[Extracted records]
--*--

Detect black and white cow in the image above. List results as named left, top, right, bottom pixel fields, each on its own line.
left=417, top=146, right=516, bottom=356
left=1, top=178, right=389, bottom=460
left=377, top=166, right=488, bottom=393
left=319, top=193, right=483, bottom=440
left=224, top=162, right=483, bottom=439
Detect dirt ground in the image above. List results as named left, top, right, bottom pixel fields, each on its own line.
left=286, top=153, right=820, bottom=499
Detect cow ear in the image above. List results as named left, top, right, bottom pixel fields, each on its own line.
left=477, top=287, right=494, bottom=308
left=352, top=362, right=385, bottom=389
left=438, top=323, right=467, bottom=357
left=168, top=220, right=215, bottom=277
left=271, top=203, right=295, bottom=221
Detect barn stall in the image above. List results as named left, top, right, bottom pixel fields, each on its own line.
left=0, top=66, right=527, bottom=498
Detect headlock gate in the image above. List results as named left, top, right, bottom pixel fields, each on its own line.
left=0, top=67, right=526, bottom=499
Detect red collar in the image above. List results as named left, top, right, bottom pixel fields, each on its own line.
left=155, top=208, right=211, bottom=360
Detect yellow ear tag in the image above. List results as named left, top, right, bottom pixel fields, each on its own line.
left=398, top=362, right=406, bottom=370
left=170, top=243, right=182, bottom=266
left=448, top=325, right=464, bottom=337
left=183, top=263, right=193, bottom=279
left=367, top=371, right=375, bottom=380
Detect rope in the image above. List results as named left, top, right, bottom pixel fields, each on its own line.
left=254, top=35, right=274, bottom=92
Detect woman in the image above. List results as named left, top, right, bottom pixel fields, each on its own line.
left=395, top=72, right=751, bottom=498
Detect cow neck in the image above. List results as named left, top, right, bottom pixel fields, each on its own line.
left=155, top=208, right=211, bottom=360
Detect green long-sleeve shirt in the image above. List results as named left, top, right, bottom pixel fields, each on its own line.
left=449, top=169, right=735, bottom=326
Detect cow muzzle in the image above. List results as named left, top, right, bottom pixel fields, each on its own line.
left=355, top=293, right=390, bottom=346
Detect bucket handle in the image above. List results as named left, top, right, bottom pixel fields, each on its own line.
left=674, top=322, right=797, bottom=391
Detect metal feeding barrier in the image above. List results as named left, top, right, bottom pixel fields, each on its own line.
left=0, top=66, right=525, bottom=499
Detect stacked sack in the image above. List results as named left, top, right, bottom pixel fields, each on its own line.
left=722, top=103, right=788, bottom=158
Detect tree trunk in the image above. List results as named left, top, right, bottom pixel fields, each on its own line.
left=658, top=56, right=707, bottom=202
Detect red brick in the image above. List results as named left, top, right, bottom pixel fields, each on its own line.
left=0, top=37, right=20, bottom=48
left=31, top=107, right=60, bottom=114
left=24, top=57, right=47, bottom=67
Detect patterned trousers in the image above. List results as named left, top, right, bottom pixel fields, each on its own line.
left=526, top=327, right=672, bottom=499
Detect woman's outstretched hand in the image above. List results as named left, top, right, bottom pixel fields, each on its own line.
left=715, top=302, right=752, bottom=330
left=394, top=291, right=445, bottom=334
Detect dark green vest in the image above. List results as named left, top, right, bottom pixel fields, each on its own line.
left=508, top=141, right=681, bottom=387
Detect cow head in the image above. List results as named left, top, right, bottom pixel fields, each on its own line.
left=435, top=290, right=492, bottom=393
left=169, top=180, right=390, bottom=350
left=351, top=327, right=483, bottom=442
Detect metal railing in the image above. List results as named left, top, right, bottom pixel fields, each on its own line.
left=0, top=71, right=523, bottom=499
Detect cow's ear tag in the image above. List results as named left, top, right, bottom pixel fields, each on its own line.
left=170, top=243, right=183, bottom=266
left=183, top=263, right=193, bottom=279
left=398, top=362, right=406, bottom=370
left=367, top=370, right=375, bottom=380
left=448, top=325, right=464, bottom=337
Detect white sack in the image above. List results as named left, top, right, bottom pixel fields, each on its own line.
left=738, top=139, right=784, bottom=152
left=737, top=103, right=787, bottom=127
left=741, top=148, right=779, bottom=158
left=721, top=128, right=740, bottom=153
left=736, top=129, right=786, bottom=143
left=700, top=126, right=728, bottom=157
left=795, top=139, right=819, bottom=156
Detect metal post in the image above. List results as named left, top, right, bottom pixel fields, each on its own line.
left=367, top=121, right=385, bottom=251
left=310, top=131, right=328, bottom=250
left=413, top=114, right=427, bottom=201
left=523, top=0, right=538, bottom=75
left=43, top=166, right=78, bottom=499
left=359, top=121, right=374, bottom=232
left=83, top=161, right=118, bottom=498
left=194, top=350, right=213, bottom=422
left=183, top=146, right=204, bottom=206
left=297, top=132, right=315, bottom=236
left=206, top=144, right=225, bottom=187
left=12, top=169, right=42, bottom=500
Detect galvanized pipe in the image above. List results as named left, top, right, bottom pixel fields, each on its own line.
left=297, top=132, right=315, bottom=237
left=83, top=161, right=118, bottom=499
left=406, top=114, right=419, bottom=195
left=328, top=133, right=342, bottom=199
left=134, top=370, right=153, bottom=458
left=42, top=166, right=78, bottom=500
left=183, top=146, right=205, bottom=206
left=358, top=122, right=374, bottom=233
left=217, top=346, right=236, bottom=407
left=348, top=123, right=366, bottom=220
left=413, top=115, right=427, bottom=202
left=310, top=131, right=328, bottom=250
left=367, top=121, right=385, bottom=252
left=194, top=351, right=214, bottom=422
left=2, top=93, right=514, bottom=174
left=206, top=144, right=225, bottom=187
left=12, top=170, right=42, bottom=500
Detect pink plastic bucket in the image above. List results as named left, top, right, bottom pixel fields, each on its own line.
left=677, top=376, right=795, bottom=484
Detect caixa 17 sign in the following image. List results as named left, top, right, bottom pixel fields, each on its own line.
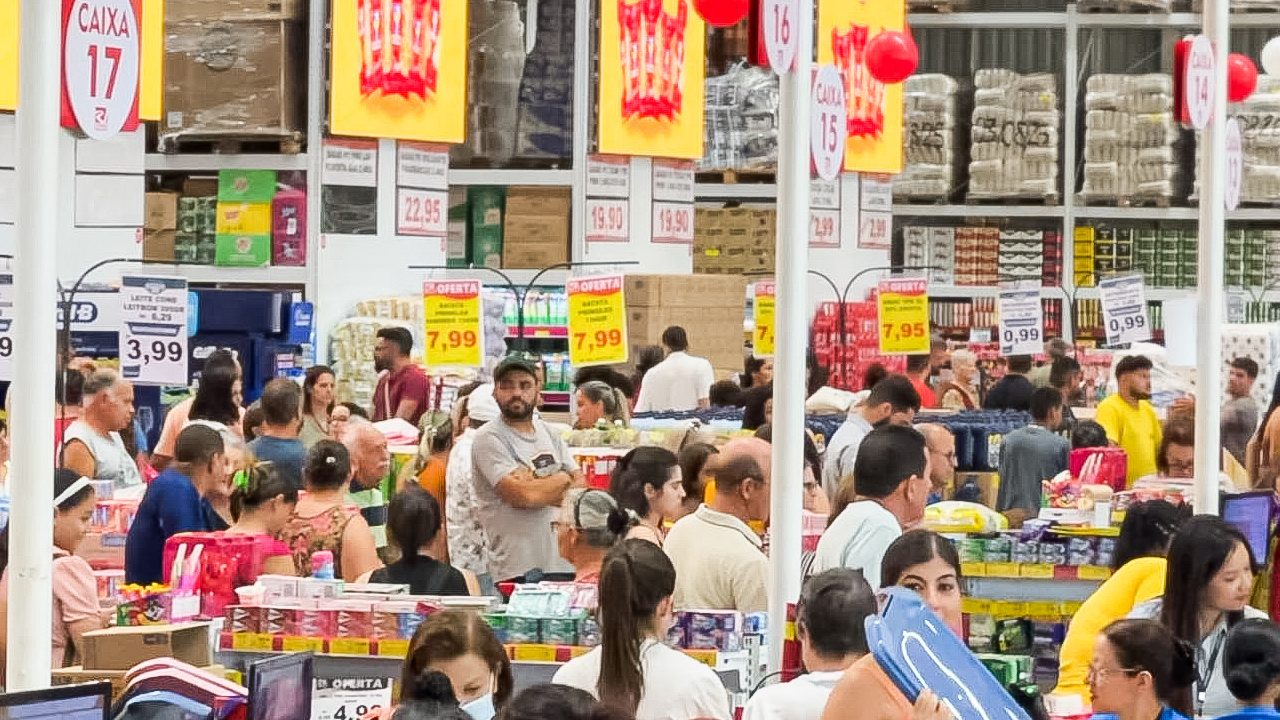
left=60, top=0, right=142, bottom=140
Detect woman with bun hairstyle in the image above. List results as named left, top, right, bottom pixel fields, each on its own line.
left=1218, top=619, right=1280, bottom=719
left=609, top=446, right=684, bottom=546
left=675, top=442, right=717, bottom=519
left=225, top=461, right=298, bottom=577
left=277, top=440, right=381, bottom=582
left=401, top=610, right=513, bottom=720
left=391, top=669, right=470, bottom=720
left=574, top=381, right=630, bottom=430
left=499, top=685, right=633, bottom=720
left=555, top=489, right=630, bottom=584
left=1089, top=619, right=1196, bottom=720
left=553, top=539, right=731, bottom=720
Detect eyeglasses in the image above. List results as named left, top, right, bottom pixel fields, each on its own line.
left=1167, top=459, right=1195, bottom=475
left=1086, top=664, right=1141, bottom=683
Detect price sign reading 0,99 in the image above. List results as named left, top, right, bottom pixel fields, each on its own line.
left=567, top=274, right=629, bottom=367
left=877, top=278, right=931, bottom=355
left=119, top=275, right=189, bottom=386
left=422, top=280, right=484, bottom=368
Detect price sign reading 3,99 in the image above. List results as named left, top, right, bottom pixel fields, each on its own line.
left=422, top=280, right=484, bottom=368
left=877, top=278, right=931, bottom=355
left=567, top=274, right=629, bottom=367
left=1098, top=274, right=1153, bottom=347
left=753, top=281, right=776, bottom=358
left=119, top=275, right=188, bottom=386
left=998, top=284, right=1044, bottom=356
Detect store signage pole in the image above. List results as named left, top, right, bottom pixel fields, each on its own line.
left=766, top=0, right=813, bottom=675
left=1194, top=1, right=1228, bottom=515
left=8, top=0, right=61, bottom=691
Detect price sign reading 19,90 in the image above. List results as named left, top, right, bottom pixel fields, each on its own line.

--*--

▸ ACTIVITY
Hand back the data above exactly, with no images.

▸ RESPONSE AREA
Detect black and white cow in the image above. List results as named left, top, right, bottom pixel fields, each on its own line.
left=417, top=146, right=516, bottom=356
left=1, top=178, right=389, bottom=460
left=377, top=166, right=488, bottom=393
left=319, top=193, right=483, bottom=440
left=224, top=162, right=483, bottom=439
Detect dirt ground in the image above. List results as named left, top, right, bottom pixel fields, each on its own line.
left=286, top=153, right=820, bottom=499
Detect cow ear in the image above. List results as named left, top, right, bottom pixel fields, each on its own line.
left=477, top=287, right=494, bottom=308
left=352, top=362, right=385, bottom=389
left=438, top=323, right=467, bottom=357
left=168, top=220, right=215, bottom=277
left=271, top=203, right=295, bottom=221
Detect barn stall in the image above. List results as named left, top, right, bottom pixel fields, each on its own line.
left=0, top=66, right=527, bottom=498
Detect headlock gate in the image above. List results as named left, top, right, bottom pixel fields, each on its own line.
left=0, top=67, right=526, bottom=499
Detect red collar in the image above. List results as named left, top, right, bottom pixel fields, each on its own line.
left=155, top=208, right=211, bottom=360
Detect yellow ear tag in the image above. List results as named left, top, right, bottom pixel fields, each on its own line.
left=398, top=362, right=406, bottom=370
left=170, top=243, right=182, bottom=266
left=448, top=325, right=464, bottom=337
left=183, top=263, right=193, bottom=279
left=367, top=371, right=375, bottom=380
Detect rope in the image above. List results as named left, top, right, bottom pixel fields, each on its own line.
left=254, top=35, right=274, bottom=92
Detect woman in the image above. List results as named left, top, right, bottom pixel fields, each on its own line.
left=395, top=72, right=751, bottom=498
Detect cow neck in the image above. List results as named left, top, right, bottom pixel fields, each on its own line.
left=155, top=208, right=211, bottom=360
Detect green long-sleeve shirt in the image above. List results as named left, top, right, bottom pixel fields, each on its own line.
left=449, top=169, right=735, bottom=326
Detect cow muzzle in the image above. List results as named left, top, right, bottom pixel fields, each on its own line.
left=355, top=293, right=390, bottom=346
Detect bucket handle in the image above. List results as named left, top, right, bottom pixel fields, each on its own line.
left=674, top=322, right=797, bottom=391
Detect metal feeding barrier in the image above. List results as named left, top, right, bottom pixel fields, each on its own line.
left=0, top=66, right=525, bottom=499
Detect stacked sack in the image above. List results as named left, top, right, bottom pixel fields, each on its own line.
left=722, top=103, right=788, bottom=158
Detect tree trunk in the image above. List results as named left, top, right, bottom pixel fields, each on its own line.
left=658, top=56, right=707, bottom=202
Detect red brick in the image above. List results as named left, top, right, bottom pixel fields, each on its own line.
left=0, top=37, right=20, bottom=48
left=31, top=107, right=60, bottom=114
left=24, top=57, right=47, bottom=67
Detect patterned trousers in the image above. List results as named left, top, right, bottom pixel fields, each on its own line.
left=526, top=327, right=672, bottom=499
Detect woman's outstretched hand in the image above. List results as named left, top, right, bottom pixel fields, each on its own line.
left=715, top=302, right=752, bottom=330
left=394, top=291, right=445, bottom=334
Detect dark green vest in the image above. List results as named left, top, right, bottom pixel fields, each on its own line.
left=508, top=141, right=681, bottom=387
Detect cow head in the image above. List results as named left, top, right, bottom pixel fields, each on its own line.
left=435, top=290, right=492, bottom=393
left=169, top=180, right=390, bottom=350
left=351, top=327, right=483, bottom=442
Detect metal railing in the image above. List results as named left, top, right, bottom pixel fields, each on its own line.
left=0, top=71, right=523, bottom=499
Detect cow's ear tag in the image above. List results as named left, top, right, bottom pixel fields, each on its own line.
left=170, top=243, right=183, bottom=266
left=183, top=263, right=193, bottom=279
left=398, top=362, right=406, bottom=370
left=367, top=370, right=375, bottom=380
left=448, top=325, right=464, bottom=337
Detect white sack in the image above. List results as named left, top, right, bottom pixel fields, each on its own line.
left=738, top=139, right=784, bottom=152
left=737, top=103, right=787, bottom=127
left=741, top=148, right=779, bottom=158
left=721, top=128, right=740, bottom=153
left=736, top=129, right=786, bottom=143
left=700, top=126, right=728, bottom=157
left=795, top=139, right=819, bottom=156
Detect metal post in the image above. List results as named left, top, right, bottom pixel fields, each on its own line.
left=367, top=121, right=385, bottom=251
left=310, top=131, right=328, bottom=250
left=413, top=114, right=427, bottom=201
left=523, top=0, right=538, bottom=75
left=43, top=166, right=78, bottom=499
left=359, top=121, right=374, bottom=232
left=83, top=161, right=118, bottom=498
left=194, top=350, right=213, bottom=422
left=183, top=146, right=204, bottom=206
left=297, top=132, right=315, bottom=236
left=206, top=144, right=225, bottom=187
left=12, top=169, right=42, bottom=500
Detect galvanized pipe in the image above. List results as named left, top, right, bottom pixel fields, each on its own line.
left=297, top=132, right=315, bottom=237
left=83, top=161, right=118, bottom=499
left=406, top=114, right=419, bottom=195
left=328, top=133, right=342, bottom=199
left=134, top=370, right=153, bottom=458
left=42, top=166, right=78, bottom=500
left=183, top=146, right=205, bottom=206
left=358, top=122, right=374, bottom=233
left=217, top=346, right=236, bottom=407
left=348, top=123, right=366, bottom=220
left=413, top=115, right=427, bottom=202
left=310, top=131, right=328, bottom=250
left=367, top=121, right=385, bottom=252
left=194, top=351, right=214, bottom=422
left=2, top=93, right=514, bottom=174
left=206, top=144, right=225, bottom=187
left=12, top=170, right=42, bottom=500
Detect pink plastic bucket in the image above. List results as named left, top, right, bottom pixel fields, each on its own line.
left=677, top=376, right=795, bottom=484
Detect caixa 17 sign in the following image. List results as named left, top, right, bottom pixel fields, each on its own line.
left=60, top=0, right=142, bottom=140
Detect woman with bun hairstyle in the image above. List results as named left, top, right, bottom pixel fields, each on its own line.
left=1218, top=619, right=1280, bottom=719
left=609, top=446, right=684, bottom=546
left=675, top=442, right=717, bottom=519
left=225, top=461, right=298, bottom=577
left=277, top=440, right=381, bottom=582
left=401, top=610, right=513, bottom=720
left=391, top=669, right=470, bottom=720
left=574, top=381, right=630, bottom=430
left=499, top=685, right=633, bottom=720
left=555, top=489, right=630, bottom=584
left=1089, top=619, right=1196, bottom=720
left=553, top=539, right=731, bottom=720
Detect eyeglasses in the image above. List results as named left, top, right, bottom pixel fields, each on its own line.
left=1167, top=459, right=1195, bottom=475
left=1086, top=664, right=1141, bottom=683
Detect price sign reading 0,99 in the image above. List results as named left, top, right, bottom pixel fields, each on its own line.
left=567, top=274, right=629, bottom=367
left=877, top=278, right=931, bottom=355
left=119, top=275, right=189, bottom=386
left=422, top=280, right=484, bottom=368
Detect price sign reading 3,99 in the image above. List results as named left, top, right, bottom pixel fields, each on its own line.
left=422, top=280, right=484, bottom=368
left=877, top=278, right=931, bottom=355
left=567, top=274, right=629, bottom=367
left=1098, top=274, right=1153, bottom=347
left=753, top=281, right=776, bottom=358
left=119, top=275, right=188, bottom=386
left=998, top=284, right=1044, bottom=356
Detect store signage pole in the image above. List results as named left, top, right, bottom pixel fields, each on its own line.
left=766, top=0, right=813, bottom=675
left=1194, top=1, right=1228, bottom=515
left=8, top=0, right=61, bottom=691
Detect price sign reading 19,90 in the image above. List results as named left, top, right, bottom pixel fields, each on its own line.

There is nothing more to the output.